(DESCRIPTION OF THE TASK) Find each line below where the word "pale" occurs, and copy it.
◇ ◇ ◇ ◇
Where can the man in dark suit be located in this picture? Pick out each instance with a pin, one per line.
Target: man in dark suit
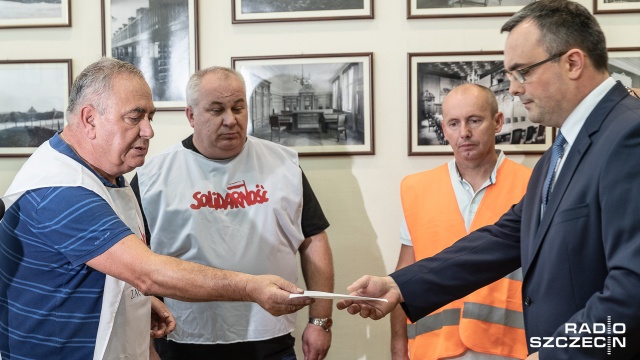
(575, 232)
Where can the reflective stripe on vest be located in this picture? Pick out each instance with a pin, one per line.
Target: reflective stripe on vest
(493, 314)
(473, 311)
(434, 322)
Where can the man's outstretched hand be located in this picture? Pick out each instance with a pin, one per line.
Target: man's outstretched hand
(375, 287)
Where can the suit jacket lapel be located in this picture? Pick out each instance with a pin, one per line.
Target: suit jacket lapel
(573, 158)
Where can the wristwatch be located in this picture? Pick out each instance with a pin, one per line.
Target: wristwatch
(324, 323)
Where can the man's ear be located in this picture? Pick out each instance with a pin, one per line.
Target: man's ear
(88, 116)
(576, 61)
(499, 121)
(189, 112)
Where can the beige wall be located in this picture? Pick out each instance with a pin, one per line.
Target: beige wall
(359, 193)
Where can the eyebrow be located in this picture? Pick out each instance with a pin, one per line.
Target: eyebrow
(139, 110)
(513, 67)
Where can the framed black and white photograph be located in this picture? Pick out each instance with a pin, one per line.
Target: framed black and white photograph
(433, 75)
(251, 11)
(624, 66)
(33, 100)
(160, 38)
(615, 6)
(34, 13)
(420, 9)
(316, 104)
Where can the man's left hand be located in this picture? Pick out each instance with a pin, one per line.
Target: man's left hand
(162, 322)
(315, 342)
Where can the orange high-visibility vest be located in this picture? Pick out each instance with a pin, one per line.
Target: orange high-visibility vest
(488, 320)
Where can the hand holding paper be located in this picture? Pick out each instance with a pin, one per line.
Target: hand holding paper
(325, 295)
(368, 291)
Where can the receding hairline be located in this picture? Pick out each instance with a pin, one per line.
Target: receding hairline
(488, 95)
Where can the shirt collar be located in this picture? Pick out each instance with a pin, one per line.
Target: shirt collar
(453, 169)
(572, 125)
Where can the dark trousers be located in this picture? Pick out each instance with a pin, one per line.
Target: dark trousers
(279, 348)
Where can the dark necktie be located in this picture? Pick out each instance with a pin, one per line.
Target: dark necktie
(556, 154)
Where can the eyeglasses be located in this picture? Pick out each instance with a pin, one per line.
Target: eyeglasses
(519, 74)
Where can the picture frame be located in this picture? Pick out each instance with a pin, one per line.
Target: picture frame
(316, 104)
(254, 11)
(433, 75)
(160, 38)
(33, 104)
(424, 9)
(52, 13)
(615, 6)
(624, 66)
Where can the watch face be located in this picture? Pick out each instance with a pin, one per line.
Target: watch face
(324, 323)
(328, 324)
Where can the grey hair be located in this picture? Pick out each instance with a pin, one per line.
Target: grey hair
(564, 25)
(193, 86)
(93, 85)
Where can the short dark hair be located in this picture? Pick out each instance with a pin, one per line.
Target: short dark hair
(193, 86)
(564, 25)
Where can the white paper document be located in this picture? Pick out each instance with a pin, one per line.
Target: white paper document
(324, 295)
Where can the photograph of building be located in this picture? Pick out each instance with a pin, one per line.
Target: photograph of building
(266, 6)
(32, 105)
(154, 36)
(307, 104)
(437, 79)
(431, 4)
(30, 9)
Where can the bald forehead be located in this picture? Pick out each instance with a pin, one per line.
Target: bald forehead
(471, 95)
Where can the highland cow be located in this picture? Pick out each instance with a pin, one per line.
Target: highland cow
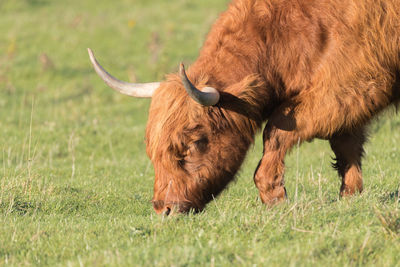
(310, 69)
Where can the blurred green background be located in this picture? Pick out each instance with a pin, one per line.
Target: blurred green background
(76, 183)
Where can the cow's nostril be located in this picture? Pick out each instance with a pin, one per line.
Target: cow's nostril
(167, 211)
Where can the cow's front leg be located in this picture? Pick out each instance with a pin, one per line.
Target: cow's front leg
(348, 148)
(279, 136)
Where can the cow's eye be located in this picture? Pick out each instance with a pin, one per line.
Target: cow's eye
(201, 144)
(181, 162)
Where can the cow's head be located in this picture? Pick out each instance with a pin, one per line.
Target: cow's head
(194, 140)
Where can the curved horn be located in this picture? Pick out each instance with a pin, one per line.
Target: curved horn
(208, 96)
(131, 89)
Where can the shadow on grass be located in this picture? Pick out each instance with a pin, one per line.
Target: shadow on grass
(391, 197)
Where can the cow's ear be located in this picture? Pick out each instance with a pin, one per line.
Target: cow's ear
(249, 91)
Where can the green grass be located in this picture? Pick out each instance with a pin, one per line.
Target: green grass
(75, 182)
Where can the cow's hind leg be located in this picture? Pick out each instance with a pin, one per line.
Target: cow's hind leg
(348, 148)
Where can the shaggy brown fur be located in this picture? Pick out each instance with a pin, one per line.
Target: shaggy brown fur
(312, 68)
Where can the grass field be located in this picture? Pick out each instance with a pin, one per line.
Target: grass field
(76, 183)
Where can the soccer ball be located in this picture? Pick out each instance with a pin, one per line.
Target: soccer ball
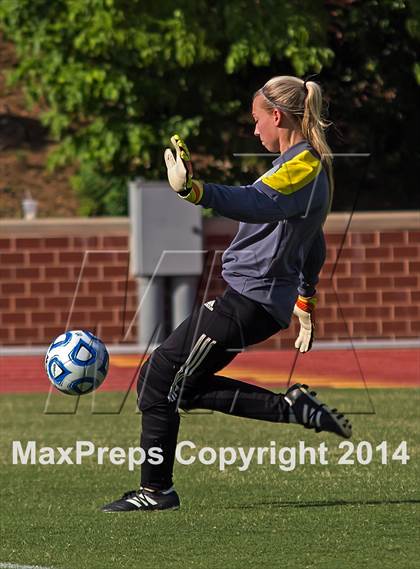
(77, 362)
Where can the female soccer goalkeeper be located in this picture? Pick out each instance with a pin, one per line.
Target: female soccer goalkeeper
(271, 269)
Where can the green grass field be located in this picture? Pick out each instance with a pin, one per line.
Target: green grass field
(316, 516)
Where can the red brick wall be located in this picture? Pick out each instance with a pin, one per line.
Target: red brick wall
(39, 278)
(374, 294)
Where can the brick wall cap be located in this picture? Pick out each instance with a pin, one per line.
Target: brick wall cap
(337, 222)
(68, 226)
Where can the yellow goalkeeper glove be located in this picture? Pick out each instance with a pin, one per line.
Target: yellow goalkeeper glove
(304, 310)
(180, 171)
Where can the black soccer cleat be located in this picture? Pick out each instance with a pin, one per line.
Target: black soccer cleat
(313, 414)
(139, 500)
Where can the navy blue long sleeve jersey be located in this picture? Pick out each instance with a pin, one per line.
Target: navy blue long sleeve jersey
(279, 249)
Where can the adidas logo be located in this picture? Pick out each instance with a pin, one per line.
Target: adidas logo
(209, 304)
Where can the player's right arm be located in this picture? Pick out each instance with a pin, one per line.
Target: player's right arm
(271, 199)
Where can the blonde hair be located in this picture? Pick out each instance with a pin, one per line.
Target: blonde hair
(302, 101)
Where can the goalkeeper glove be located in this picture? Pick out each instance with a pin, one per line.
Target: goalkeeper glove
(180, 171)
(304, 310)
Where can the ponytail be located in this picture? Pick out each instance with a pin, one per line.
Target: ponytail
(313, 126)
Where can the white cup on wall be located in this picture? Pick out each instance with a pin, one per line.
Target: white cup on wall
(30, 207)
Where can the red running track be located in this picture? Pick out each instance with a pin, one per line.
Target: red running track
(335, 368)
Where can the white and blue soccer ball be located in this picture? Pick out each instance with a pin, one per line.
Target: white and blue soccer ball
(77, 362)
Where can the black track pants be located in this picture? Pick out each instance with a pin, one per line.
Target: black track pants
(180, 373)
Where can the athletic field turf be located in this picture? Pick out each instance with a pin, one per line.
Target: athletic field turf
(313, 516)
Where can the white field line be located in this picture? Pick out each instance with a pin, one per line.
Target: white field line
(17, 566)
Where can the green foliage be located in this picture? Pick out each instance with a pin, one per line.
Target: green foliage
(100, 194)
(115, 78)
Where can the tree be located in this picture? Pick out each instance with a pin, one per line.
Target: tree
(116, 78)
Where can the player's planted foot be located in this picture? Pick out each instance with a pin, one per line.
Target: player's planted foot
(308, 411)
(137, 500)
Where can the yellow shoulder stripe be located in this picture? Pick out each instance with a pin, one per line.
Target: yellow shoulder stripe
(294, 174)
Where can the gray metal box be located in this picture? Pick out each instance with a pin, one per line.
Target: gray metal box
(166, 231)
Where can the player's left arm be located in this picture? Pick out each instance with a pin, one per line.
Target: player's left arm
(306, 303)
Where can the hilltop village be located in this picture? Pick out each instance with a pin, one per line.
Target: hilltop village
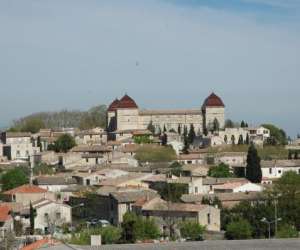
(149, 176)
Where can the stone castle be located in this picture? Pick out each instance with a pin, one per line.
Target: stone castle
(124, 115)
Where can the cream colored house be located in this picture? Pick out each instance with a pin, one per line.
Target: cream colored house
(124, 115)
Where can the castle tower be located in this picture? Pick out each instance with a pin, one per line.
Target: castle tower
(213, 109)
(127, 114)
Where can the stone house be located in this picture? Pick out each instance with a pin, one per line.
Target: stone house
(164, 213)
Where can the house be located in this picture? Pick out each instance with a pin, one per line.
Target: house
(6, 220)
(274, 169)
(91, 136)
(122, 202)
(228, 200)
(236, 187)
(191, 158)
(26, 194)
(18, 145)
(54, 183)
(49, 214)
(164, 213)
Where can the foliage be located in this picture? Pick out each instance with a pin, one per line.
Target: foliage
(153, 153)
(151, 127)
(137, 228)
(172, 191)
(176, 168)
(110, 235)
(220, 171)
(238, 230)
(287, 231)
(191, 230)
(14, 178)
(64, 143)
(253, 169)
(278, 136)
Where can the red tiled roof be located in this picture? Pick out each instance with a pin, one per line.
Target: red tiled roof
(26, 189)
(4, 213)
(213, 101)
(113, 106)
(127, 102)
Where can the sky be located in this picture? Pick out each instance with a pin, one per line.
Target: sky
(165, 54)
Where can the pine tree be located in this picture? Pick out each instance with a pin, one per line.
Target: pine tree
(253, 169)
(225, 139)
(241, 140)
(233, 140)
(151, 127)
(31, 218)
(247, 139)
(192, 134)
(179, 129)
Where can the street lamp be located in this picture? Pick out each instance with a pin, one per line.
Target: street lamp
(76, 206)
(264, 220)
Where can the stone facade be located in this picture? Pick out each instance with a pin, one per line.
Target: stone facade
(124, 115)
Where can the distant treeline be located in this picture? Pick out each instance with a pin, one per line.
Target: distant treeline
(94, 117)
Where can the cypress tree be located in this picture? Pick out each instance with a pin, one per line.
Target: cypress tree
(241, 140)
(253, 169)
(192, 134)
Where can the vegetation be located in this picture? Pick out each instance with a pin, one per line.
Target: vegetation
(14, 178)
(238, 230)
(95, 117)
(153, 153)
(110, 235)
(278, 136)
(253, 169)
(220, 171)
(63, 144)
(137, 228)
(191, 230)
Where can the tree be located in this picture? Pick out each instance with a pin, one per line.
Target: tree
(13, 178)
(64, 143)
(32, 214)
(287, 231)
(191, 230)
(253, 168)
(216, 125)
(151, 127)
(238, 230)
(225, 139)
(233, 140)
(179, 129)
(229, 124)
(164, 139)
(220, 171)
(247, 141)
(241, 140)
(192, 134)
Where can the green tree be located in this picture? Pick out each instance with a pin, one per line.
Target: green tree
(239, 230)
(220, 171)
(241, 140)
(192, 134)
(13, 178)
(32, 214)
(151, 127)
(64, 143)
(191, 230)
(287, 231)
(253, 168)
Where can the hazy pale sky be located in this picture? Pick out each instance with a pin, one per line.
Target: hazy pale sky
◇ ◇ ◇ ◇
(RESPONSE AREA)
Where can the hazy pale sky be located in this picture? Pick out each instance with a pin, one per line.
Target: hazy pale sky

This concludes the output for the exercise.